Problem details:
Continue the forum thread on integer compression from the point at which it stops.
:: Document ::
1. ## Integer compression

Hello users,

I am currently looking for an integer compression algorithm.
My sample number is attached.

It is possible to interpret this huge number with much smaller amount of data? Maybe with integer factorization or similar math operations? Or with an algorithm?

Thanks a lot for your willingness.

Best regards,
CompressMaster

2. The question is (as always): where did you get this number from? How did you calculate/generate it?

3. This number has been generated randomly by myself.

4. Originally Posted by CompressMaster
This number has been generated randomly by myself.
seed(X)

for (int i=0; i<N; i++) rndInt();

save X and N, it's max compression

5. SpyFX,
thanks for your reply. But I am afraid I´m don´t understand you properly...

"X" stands for an integer?
Could you give me detailed description of an algorithm you´ve described?
Thanks.

6. CompressMaster, how did you generate that number exactly.

7. By typing RANDOMLY numbers, of course.

8. Aha, I see.
Typing "random" digits - the result is usually not random. (Your favorite digits are 6 and 4 (151 and 134 times; 20% and 18%). 0 occurs only 17 times (2%). This is not random.)

And what is your purpose? Why would you like to compress it?

9. Originally Posted by CompressMaster
By typing RANDOMLY numbers, of course.
The probability of creating a distribution of decimal digits like this:

0: 17
1: 92
2: 25
3: 42
4: 134
5: 58
6: 151
7: 92
8: 55
9: 59

with a random number generator is at most one in a googol.

Originally Posted by CompressMaster
It is possible to interpret this huge number with much smaller amount of data? Maybe with integer factorization or similar math operations? Or with an algorithm?
The data can be compressed to a smaller amount by almost any compressor. Without additional details on the nature of the data or desired performance goals it is impossible to recommend a particular compressor.
:::
:: Dataset ::
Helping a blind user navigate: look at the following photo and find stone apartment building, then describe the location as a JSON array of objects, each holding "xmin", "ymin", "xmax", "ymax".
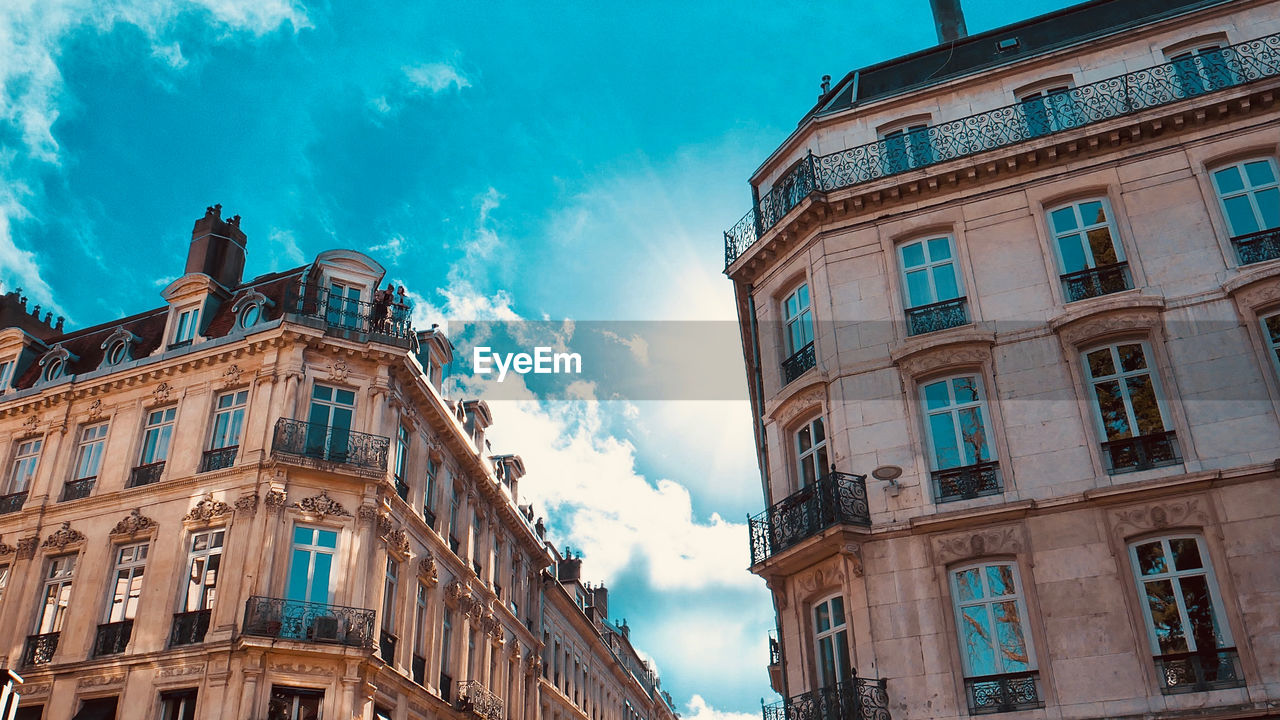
[
  {"xmin": 724, "ymin": 0, "xmax": 1280, "ymax": 720},
  {"xmin": 0, "ymin": 206, "xmax": 675, "ymax": 720}
]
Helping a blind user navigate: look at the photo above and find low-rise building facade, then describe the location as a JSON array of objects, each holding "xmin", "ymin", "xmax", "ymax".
[{"xmin": 724, "ymin": 0, "xmax": 1280, "ymax": 720}]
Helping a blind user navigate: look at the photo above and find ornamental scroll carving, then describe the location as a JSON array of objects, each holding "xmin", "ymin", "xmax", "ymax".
[
  {"xmin": 293, "ymin": 489, "xmax": 351, "ymax": 518},
  {"xmin": 933, "ymin": 525, "xmax": 1027, "ymax": 565},
  {"xmin": 1111, "ymin": 497, "xmax": 1212, "ymax": 537},
  {"xmin": 43, "ymin": 523, "xmax": 84, "ymax": 550},
  {"xmin": 111, "ymin": 507, "xmax": 156, "ymax": 536},
  {"xmin": 183, "ymin": 492, "xmax": 232, "ymax": 523}
]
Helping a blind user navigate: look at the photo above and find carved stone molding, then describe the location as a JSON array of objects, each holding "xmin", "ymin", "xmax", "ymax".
[
  {"xmin": 933, "ymin": 525, "xmax": 1027, "ymax": 565},
  {"xmin": 15, "ymin": 536, "xmax": 40, "ymax": 560},
  {"xmin": 40, "ymin": 521, "xmax": 84, "ymax": 551},
  {"xmin": 183, "ymin": 492, "xmax": 232, "ymax": 523},
  {"xmin": 293, "ymin": 489, "xmax": 351, "ymax": 518},
  {"xmin": 110, "ymin": 507, "xmax": 156, "ymax": 537},
  {"xmin": 1110, "ymin": 497, "xmax": 1212, "ymax": 537}
]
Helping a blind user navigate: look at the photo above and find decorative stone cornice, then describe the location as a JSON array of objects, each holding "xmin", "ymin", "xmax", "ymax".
[
  {"xmin": 932, "ymin": 517, "xmax": 1027, "ymax": 565},
  {"xmin": 40, "ymin": 521, "xmax": 84, "ymax": 551},
  {"xmin": 110, "ymin": 507, "xmax": 157, "ymax": 537}
]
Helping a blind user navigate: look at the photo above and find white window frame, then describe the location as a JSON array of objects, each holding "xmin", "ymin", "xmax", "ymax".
[
  {"xmin": 5, "ymin": 437, "xmax": 45, "ymax": 495},
  {"xmin": 782, "ymin": 282, "xmax": 813, "ymax": 357},
  {"xmin": 1208, "ymin": 155, "xmax": 1280, "ymax": 238},
  {"xmin": 897, "ymin": 234, "xmax": 966, "ymax": 310},
  {"xmin": 791, "ymin": 415, "xmax": 831, "ymax": 488},
  {"xmin": 947, "ymin": 560, "xmax": 1039, "ymax": 678},
  {"xmin": 812, "ymin": 593, "xmax": 852, "ymax": 688},
  {"xmin": 72, "ymin": 423, "xmax": 109, "ymax": 482},
  {"xmin": 919, "ymin": 372, "xmax": 1000, "ymax": 470},
  {"xmin": 1129, "ymin": 533, "xmax": 1235, "ymax": 657},
  {"xmin": 209, "ymin": 389, "xmax": 248, "ymax": 450},
  {"xmin": 102, "ymin": 541, "xmax": 151, "ymax": 623},
  {"xmin": 1080, "ymin": 340, "xmax": 1174, "ymax": 442},
  {"xmin": 1044, "ymin": 197, "xmax": 1129, "ymax": 275}
]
:::
Solved exercise:
10. he was described the source, we just need to build model of It

11. ## The Following User Says Thank You to Bulat Ziganshin For This Useful Post:

12. Originally Posted by Kennon Conrad
The probability of creating a distribution of decimal digits like this:

0: 17
1: 92
2: 25
3: 42
4: 134
5: 58
6: 151
7: 92
8: 55
9: 59

with a random number generator is at most one in a googol.

this is nonetheless possible and an eventual 'certainty' , keep at it .... or even better try improves on this 'certainty' : )

13. Originally Posted by LawCounsels
this is nonetheless possible and an eventual 'certainty' , keep at it .... or even better try improves on this 'certainty' : )
Yes, there is a chance. This is why people play the lottery.

14. Originally Posted by LawCounsels
this is nonetheless possible and an eventual 'certainty' , keep at it .... or even better try improves on this 'certainty' : )
supposes we want to make use of NN as 'blackbox' tool

whats the current brief rationale for NN in latest state of art lossless data compressions ?

15. Originally Posted by LawCounsels
supposes we want to make use of NN as 'blackbox' tool

whats the current brief rationale for NN in latest state of art lossless data compressions ?
FURTHER can a generic neural network structures ( not purpose made into eg RNN structure nor prior endowed with anything at all eg Arithmetic Coder capability ) be made to learn on its own to effective compress data lossless ?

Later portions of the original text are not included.